— START OF Exercise data —
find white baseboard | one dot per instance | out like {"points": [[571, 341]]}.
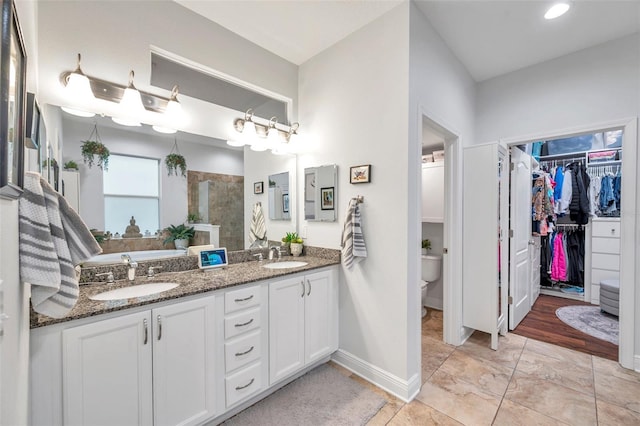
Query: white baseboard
{"points": [[406, 390]]}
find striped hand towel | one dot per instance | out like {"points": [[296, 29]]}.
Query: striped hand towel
{"points": [[258, 228], [53, 239], [353, 246]]}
— END OF Exercise data —
Duplicate the data above word for word, leaving out the pictures.

#### [Answer for this exercise]
find white baseboard | one dot per instance | out like {"points": [[571, 341]]}.
Query: white baseboard
{"points": [[406, 390]]}
find striped hand towel | one dot per instance | out like {"points": [[296, 29]]}.
Query: striped hand towel
{"points": [[258, 228], [53, 239], [353, 246]]}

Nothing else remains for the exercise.